DESCRIPTION OF THE TASK = Could you reproduce all of the records exactly?

BEGIN

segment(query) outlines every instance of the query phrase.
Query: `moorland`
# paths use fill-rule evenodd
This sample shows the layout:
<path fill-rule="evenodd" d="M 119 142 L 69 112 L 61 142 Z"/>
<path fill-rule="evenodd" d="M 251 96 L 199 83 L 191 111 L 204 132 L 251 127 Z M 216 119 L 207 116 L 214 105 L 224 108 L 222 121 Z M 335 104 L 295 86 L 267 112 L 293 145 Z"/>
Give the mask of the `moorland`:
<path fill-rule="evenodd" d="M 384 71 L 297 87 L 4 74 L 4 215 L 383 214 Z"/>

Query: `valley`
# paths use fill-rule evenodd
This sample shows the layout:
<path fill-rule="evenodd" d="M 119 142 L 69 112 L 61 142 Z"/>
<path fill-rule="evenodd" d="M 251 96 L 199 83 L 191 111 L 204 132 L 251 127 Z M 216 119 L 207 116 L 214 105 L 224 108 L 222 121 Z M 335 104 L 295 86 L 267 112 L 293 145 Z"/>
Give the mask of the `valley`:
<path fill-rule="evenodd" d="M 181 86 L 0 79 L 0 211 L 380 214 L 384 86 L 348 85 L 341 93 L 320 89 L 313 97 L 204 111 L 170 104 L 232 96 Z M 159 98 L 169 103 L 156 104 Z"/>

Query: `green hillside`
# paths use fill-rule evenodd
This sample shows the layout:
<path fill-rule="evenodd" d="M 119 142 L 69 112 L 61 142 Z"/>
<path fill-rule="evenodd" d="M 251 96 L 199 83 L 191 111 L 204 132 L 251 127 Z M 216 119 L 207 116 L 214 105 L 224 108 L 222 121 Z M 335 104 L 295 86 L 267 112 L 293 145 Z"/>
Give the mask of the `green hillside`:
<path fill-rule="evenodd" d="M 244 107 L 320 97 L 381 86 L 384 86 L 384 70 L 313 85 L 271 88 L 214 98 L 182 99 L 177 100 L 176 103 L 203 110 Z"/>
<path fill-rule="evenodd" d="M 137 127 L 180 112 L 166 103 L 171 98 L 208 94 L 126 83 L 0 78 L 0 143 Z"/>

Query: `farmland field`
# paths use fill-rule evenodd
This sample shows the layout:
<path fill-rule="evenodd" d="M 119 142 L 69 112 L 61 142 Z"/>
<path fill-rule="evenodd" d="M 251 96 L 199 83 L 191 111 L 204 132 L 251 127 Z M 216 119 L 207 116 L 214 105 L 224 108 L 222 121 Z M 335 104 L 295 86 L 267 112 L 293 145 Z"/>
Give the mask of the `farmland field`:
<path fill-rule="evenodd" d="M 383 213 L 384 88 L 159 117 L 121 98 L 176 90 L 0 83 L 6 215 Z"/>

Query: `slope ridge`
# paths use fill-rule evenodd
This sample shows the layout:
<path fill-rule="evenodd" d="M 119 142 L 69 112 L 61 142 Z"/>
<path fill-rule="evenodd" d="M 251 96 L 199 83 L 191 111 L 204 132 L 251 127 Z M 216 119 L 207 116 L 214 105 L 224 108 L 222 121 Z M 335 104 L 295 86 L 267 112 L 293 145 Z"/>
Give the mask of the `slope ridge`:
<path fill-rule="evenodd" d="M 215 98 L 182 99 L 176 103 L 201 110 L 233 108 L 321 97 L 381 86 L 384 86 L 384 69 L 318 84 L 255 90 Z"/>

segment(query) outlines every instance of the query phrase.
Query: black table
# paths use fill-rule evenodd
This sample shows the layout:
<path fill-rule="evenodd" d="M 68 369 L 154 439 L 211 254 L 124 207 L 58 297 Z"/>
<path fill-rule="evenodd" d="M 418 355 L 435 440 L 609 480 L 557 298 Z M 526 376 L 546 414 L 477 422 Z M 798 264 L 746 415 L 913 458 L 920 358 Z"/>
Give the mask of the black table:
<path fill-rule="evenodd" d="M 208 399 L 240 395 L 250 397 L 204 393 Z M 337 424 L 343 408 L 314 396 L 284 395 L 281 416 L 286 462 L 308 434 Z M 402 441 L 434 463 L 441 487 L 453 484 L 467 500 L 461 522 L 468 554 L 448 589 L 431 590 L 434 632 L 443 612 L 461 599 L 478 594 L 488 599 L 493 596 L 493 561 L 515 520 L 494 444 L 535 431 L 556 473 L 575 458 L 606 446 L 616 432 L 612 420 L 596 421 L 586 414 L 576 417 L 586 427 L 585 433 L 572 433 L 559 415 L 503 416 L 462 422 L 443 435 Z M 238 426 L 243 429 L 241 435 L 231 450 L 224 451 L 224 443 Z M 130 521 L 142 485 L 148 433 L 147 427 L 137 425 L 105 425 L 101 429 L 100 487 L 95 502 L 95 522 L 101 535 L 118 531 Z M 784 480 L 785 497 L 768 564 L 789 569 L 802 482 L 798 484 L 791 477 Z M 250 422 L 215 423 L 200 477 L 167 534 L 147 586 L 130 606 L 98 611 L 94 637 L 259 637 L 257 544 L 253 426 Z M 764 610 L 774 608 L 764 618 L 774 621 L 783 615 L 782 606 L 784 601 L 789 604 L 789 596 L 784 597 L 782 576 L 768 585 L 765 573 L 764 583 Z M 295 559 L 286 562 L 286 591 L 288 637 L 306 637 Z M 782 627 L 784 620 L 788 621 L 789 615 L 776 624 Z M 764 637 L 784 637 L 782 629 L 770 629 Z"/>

END

REPLY TO THE EXERCISE =
segment(query) outlines every instance of the query phrase.
Query: `moorland`
# paths use fill-rule evenodd
This sample shows the layout:
<path fill-rule="evenodd" d="M 119 142 L 69 112 L 61 142 Z"/>
<path fill-rule="evenodd" d="M 251 96 L 199 83 L 191 111 L 204 132 L 251 127 Z M 216 119 L 207 116 L 214 105 L 224 108 L 222 121 Z M 335 104 L 295 86 L 267 112 L 293 145 Z"/>
Give the mask of the `moorland`:
<path fill-rule="evenodd" d="M 384 71 L 297 87 L 4 74 L 4 215 L 383 214 Z"/>

Query: `valley`
# paths use fill-rule evenodd
This sample shows the layout:
<path fill-rule="evenodd" d="M 119 142 L 69 112 L 61 142 Z"/>
<path fill-rule="evenodd" d="M 251 96 L 199 83 L 191 111 L 204 132 L 251 127 Z M 216 119 L 207 116 L 214 105 L 224 108 L 222 121 Z M 335 104 L 295 86 L 267 112 L 293 145 Z"/>
Give the mask of the `valley`:
<path fill-rule="evenodd" d="M 181 86 L 0 79 L 0 211 L 380 214 L 384 86 L 348 85 L 341 93 L 320 89 L 313 97 L 204 111 L 170 104 L 232 96 Z M 159 98 L 169 103 L 156 104 Z"/>

Query: `green hillside`
# paths use fill-rule evenodd
This sample shows the layout:
<path fill-rule="evenodd" d="M 119 142 L 69 112 L 61 142 Z"/>
<path fill-rule="evenodd" d="M 251 96 L 199 83 L 191 111 L 204 132 L 251 127 Z M 216 119 L 207 116 L 214 105 L 224 108 L 222 121 Z M 335 104 L 295 86 L 267 112 L 293 145 Z"/>
Give the mask of the `green hillside`:
<path fill-rule="evenodd" d="M 244 107 L 320 97 L 381 86 L 384 86 L 384 70 L 313 85 L 271 88 L 214 98 L 182 99 L 177 100 L 176 103 L 203 110 Z"/>
<path fill-rule="evenodd" d="M 137 127 L 180 112 L 166 103 L 171 98 L 208 94 L 126 83 L 0 78 L 0 143 Z"/>

Query: `farmland field`
# paths use fill-rule evenodd
This sample shows the layout:
<path fill-rule="evenodd" d="M 119 142 L 69 112 L 61 142 Z"/>
<path fill-rule="evenodd" d="M 251 96 L 199 83 L 191 111 L 204 132 L 251 127 Z M 216 119 L 207 116 L 214 105 L 224 108 L 222 121 Z M 335 104 L 295 86 L 267 112 L 293 145 Z"/>
Give the mask of the `farmland field`:
<path fill-rule="evenodd" d="M 383 213 L 384 88 L 159 117 L 121 98 L 176 90 L 0 83 L 6 215 Z"/>

Query: `slope ridge`
# paths use fill-rule evenodd
This sample shows the layout:
<path fill-rule="evenodd" d="M 119 142 L 69 112 L 61 142 Z"/>
<path fill-rule="evenodd" d="M 251 96 L 199 83 L 191 111 L 204 132 L 251 127 Z M 216 119 L 207 116 L 214 105 L 224 108 L 222 121 Z M 335 104 L 295 86 L 267 112 L 293 145 Z"/>
Give the mask of the `slope ridge`:
<path fill-rule="evenodd" d="M 215 98 L 182 99 L 176 103 L 201 110 L 233 108 L 321 97 L 381 86 L 384 86 L 384 69 L 318 84 L 255 90 Z"/>

segment(query) outlines every instance of the query phrase.
Query: black table
# paths use fill-rule evenodd
This sample shows the layout:
<path fill-rule="evenodd" d="M 68 369 L 154 439 L 211 254 L 124 207 L 58 297 Z"/>
<path fill-rule="evenodd" d="M 418 355 L 435 440 L 609 480 L 557 298 Z M 526 376 L 546 414 L 477 422 Z M 798 264 L 746 415 L 913 458 L 920 358 Z"/>
Give the mask of the black table:
<path fill-rule="evenodd" d="M 208 399 L 240 395 L 250 397 L 204 393 Z M 337 424 L 343 408 L 314 396 L 284 395 L 281 416 L 286 462 L 308 434 Z M 402 441 L 434 463 L 441 487 L 453 484 L 467 500 L 461 522 L 468 554 L 448 589 L 431 590 L 434 632 L 443 612 L 461 599 L 478 594 L 488 599 L 493 596 L 493 561 L 515 520 L 494 444 L 535 431 L 556 473 L 575 458 L 606 446 L 616 432 L 612 420 L 596 421 L 586 414 L 576 417 L 586 427 L 585 433 L 572 433 L 559 415 L 503 416 L 462 422 L 443 435 Z M 238 426 L 243 429 L 241 435 L 231 450 L 224 451 L 224 443 Z M 130 521 L 142 485 L 148 433 L 147 427 L 137 425 L 105 425 L 101 429 L 100 487 L 95 502 L 95 522 L 101 535 L 118 531 Z M 784 480 L 785 497 L 768 564 L 789 569 L 802 482 L 798 484 L 791 477 Z M 250 422 L 215 423 L 200 477 L 167 534 L 147 586 L 130 606 L 98 611 L 94 637 L 259 637 L 257 544 L 253 426 Z M 764 610 L 774 608 L 764 618 L 774 621 L 783 615 L 782 606 L 784 601 L 789 604 L 789 596 L 784 597 L 782 576 L 768 585 L 765 573 L 764 583 Z M 295 559 L 286 562 L 286 591 L 288 637 L 306 637 Z M 782 627 L 784 620 L 788 621 L 789 615 L 776 624 Z M 764 637 L 784 637 L 782 629 L 770 629 Z"/>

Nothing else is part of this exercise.